[Input data]
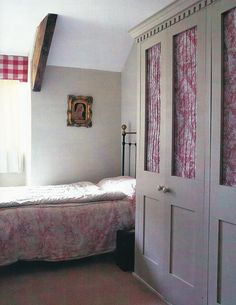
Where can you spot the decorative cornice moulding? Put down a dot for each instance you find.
(167, 17)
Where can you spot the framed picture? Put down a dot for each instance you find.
(79, 112)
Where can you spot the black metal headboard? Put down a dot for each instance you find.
(132, 154)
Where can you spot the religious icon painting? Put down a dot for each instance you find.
(79, 111)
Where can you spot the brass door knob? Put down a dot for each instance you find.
(165, 189)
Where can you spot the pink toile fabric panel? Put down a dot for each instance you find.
[/Input data]
Task
Beginning at the line with "Where can you spot the brass", write out each line exactly as it stands until the listing ends, and add nothing.

Result
Where can you spot the brass door knob? Put down a dot for each instance you find.
(165, 189)
Where can you spot the pink toile fabric panel? Put down a dot for each instance you find.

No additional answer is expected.